#### What you should do
Please express each line of the material as a JSON list of strings, one string per line, with blank lines omitted.

Items from a labeling collection:
--- BEGIN ---

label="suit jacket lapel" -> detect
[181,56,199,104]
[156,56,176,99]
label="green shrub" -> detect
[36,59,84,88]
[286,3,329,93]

--- END ---

#### Response for this exercise
[
  "label=\"suit jacket lapel\" -> detect",
  "[181,56,199,104]",
  "[156,56,176,99]",
  "label=\"green shrub\" -> detect",
  "[36,59,84,88]",
  "[286,3,329,93]"
]